**Exercise passage**
******************************

Jewish-American librarian

Abraham Solomon Freidus (1866–October 2, 1923) was the first head of the Jewish literature department at the New York Public Library, holding that role from 1897 until his death in 1923. During Freidus's tenure there, the library dramatically expanded its collection of Jewish written works, and Freidus developed a system for organizing those materials that was arguably the first standard for cataloguing Jewish literature in the context of a large library holding. Freidus's classification system remains one of the main alternatives for organizing large collections of Jewish works.

==Early life and education==
Freidus was born in 1866 in Riga, which was then part of the Russian Empire. He received a religious Jewish education in Riga, before moving to Paris in 1886 to study other topics for three years. There he learned the French language and became interested in the maintenance of books. He moved to New York City in 1889, where he studied at the Pratt Institute School of Information (then the Pratt Institute Library School).

==Career==
After his training in library cataloguing, Freidus worked as a cataloguer at the General Theological Seminary. On February 23, 1897, he took a job at the New York Public Library. The scholar of Judaism Richard James Horatio Gottheil estimated that the public library then had about 300 books related to Jewish studies, but the month after Freidus joined the library's staff, a collector named A. M. Banks sold a collection of more than 2,000 books to the library. Because of this sudden influx of material, a Jewish literature department was created (the Department of Hebraica and Judaica) at the library, and in November 1897, Freidus was appointed as its head.

******************************

**Data extract**
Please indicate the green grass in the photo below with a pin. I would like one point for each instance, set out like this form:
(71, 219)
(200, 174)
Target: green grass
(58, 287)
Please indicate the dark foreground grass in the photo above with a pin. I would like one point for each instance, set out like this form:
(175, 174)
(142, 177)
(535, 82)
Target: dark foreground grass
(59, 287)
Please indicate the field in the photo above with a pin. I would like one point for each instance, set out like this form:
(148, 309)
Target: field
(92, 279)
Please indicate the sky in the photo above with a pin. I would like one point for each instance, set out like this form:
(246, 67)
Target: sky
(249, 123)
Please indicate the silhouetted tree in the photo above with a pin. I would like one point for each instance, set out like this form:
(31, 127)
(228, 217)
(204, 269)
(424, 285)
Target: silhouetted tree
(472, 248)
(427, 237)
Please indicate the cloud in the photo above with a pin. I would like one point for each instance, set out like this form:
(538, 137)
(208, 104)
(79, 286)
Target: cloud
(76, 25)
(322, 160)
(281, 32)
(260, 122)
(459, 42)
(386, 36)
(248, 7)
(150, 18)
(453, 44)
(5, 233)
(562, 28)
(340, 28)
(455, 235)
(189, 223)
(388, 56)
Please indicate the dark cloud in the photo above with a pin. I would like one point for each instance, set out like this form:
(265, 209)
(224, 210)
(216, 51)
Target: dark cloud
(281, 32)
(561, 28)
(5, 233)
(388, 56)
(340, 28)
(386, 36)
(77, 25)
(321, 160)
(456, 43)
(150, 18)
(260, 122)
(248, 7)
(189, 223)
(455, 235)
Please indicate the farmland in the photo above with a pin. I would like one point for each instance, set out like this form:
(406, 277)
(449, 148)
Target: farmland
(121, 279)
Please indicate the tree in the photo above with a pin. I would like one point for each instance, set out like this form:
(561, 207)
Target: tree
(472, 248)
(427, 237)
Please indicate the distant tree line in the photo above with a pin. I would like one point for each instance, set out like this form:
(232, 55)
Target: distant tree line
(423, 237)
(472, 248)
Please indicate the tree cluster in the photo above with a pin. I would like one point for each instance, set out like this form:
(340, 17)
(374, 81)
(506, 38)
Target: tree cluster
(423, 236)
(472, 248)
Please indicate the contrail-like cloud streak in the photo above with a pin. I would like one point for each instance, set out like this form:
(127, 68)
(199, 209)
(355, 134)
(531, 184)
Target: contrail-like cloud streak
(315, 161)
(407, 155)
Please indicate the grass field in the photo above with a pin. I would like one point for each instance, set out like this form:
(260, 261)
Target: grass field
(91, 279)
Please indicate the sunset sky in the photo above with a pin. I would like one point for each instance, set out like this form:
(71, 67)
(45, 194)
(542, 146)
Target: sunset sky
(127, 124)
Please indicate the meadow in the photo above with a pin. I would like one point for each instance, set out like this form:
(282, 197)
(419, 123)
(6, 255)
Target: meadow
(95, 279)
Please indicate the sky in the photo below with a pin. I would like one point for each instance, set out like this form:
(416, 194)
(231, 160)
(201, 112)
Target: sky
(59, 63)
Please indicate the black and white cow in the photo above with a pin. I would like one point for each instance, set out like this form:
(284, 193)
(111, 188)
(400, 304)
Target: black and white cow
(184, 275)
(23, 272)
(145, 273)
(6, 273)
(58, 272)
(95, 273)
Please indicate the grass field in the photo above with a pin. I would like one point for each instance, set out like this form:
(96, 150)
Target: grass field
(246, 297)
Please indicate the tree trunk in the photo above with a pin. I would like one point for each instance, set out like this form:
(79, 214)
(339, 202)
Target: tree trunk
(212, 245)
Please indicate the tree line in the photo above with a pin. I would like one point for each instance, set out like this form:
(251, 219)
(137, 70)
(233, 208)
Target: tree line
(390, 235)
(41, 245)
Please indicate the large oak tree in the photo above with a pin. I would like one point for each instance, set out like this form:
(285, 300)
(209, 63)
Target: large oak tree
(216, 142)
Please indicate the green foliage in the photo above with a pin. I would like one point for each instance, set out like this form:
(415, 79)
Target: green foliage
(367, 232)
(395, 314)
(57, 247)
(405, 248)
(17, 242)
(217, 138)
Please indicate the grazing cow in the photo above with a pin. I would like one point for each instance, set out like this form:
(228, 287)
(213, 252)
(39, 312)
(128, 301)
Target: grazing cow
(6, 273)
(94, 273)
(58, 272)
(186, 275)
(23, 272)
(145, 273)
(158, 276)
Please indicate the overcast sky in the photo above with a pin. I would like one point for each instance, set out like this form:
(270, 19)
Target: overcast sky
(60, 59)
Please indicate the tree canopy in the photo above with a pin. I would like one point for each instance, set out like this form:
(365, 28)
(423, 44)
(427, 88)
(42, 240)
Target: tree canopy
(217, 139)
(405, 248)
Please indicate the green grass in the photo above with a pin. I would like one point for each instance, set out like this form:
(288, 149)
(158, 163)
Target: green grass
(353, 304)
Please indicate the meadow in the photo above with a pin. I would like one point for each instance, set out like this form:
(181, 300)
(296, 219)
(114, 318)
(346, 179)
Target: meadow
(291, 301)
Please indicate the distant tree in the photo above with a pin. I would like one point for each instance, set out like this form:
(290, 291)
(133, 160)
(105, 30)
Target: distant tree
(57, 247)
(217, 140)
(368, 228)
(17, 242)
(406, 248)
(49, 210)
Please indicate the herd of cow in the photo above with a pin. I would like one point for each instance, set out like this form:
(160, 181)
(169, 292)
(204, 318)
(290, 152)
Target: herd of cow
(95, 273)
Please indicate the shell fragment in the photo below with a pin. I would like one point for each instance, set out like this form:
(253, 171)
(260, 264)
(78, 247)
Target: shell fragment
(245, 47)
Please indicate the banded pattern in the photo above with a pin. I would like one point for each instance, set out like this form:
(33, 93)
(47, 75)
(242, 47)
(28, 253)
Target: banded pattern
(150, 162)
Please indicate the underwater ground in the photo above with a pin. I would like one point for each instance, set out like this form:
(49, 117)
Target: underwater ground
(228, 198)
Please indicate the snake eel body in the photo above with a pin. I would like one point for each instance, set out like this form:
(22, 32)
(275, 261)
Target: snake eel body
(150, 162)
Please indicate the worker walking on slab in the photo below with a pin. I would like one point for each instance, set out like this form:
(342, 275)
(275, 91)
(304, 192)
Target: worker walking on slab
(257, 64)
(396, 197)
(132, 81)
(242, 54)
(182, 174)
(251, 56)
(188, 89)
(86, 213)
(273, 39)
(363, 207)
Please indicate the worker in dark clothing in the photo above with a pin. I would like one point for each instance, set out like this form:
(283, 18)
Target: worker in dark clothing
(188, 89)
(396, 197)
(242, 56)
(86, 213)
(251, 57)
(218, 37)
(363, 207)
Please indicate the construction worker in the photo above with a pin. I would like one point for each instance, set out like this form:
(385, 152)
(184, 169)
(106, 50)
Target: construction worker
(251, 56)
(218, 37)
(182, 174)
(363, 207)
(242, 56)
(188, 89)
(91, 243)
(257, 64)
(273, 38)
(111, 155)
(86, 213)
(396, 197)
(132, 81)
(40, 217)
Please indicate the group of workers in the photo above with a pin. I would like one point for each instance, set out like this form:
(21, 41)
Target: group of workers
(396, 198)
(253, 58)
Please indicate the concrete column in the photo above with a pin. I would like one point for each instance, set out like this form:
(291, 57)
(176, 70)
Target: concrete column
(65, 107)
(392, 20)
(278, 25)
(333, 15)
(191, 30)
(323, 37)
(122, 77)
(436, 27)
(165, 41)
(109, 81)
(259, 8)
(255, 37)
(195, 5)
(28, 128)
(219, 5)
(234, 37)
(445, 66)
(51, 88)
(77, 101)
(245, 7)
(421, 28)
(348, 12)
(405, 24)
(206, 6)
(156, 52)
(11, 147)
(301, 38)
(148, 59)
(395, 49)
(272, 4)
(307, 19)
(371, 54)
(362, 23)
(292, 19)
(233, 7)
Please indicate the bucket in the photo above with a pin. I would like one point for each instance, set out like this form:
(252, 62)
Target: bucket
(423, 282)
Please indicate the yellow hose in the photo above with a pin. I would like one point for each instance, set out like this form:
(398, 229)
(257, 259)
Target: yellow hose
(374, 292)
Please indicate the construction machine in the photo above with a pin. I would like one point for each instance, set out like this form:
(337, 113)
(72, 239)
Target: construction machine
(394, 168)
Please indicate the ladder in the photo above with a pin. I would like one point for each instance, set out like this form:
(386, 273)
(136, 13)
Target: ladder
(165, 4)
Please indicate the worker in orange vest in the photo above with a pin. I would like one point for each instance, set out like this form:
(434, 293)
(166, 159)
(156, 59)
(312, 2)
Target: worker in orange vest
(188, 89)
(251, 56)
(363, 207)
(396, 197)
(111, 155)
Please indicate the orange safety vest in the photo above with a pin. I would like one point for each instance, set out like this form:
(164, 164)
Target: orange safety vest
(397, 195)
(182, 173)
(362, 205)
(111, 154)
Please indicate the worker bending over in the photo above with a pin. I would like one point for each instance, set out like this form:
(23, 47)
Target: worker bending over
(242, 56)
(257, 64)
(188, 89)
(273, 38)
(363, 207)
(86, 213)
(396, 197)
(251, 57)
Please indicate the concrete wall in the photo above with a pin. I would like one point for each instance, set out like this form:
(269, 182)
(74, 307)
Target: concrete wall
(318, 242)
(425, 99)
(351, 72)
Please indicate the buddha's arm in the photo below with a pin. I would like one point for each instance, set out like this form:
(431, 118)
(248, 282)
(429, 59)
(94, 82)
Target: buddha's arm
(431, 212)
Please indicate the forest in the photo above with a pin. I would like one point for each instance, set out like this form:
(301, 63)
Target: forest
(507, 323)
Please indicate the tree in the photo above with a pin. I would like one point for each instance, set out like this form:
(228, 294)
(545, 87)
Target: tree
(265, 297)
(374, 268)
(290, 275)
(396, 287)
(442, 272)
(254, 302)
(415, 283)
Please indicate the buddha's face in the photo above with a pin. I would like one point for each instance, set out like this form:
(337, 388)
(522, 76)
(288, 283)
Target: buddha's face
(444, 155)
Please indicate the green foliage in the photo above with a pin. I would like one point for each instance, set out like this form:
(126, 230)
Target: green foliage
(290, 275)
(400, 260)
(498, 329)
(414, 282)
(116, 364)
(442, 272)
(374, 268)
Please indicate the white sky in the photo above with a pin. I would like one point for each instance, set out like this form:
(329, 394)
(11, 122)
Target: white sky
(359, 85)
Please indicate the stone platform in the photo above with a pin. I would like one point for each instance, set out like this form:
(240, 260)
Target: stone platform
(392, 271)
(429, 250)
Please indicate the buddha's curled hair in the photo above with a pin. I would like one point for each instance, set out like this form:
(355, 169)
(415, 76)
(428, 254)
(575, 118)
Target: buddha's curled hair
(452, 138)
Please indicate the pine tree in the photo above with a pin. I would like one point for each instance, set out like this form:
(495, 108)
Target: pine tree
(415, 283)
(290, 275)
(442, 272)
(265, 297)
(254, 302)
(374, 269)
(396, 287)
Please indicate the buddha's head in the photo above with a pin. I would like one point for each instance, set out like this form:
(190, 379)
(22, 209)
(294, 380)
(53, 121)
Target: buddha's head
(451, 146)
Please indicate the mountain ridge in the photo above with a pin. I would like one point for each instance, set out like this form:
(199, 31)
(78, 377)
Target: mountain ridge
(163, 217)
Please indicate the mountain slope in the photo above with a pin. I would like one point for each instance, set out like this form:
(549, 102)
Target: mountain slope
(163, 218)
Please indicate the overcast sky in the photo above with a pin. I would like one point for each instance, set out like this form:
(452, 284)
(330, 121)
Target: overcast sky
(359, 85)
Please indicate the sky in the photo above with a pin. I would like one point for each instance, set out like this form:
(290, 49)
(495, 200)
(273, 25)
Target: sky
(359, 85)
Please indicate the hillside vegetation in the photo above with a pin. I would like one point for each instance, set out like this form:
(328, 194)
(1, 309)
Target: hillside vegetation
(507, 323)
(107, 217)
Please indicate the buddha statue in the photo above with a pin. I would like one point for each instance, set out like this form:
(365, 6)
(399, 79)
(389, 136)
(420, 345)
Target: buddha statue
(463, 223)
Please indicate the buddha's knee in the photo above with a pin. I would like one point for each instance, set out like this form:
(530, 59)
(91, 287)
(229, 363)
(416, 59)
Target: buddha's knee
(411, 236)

******************************

**Assigned task**
Using the Abraham Solomon Freidus passage, answer these questions:
1. In what city was Freidus born?
2. At which school did he study after moving to New York City in 1889?
3. How many books did the collector A. M. Banks sell to the New York Public Library?

**Output of the task**
1. Riga
2. The Pratt Institute School of Information, then called the Pratt Institute Library School
3. More than 2,000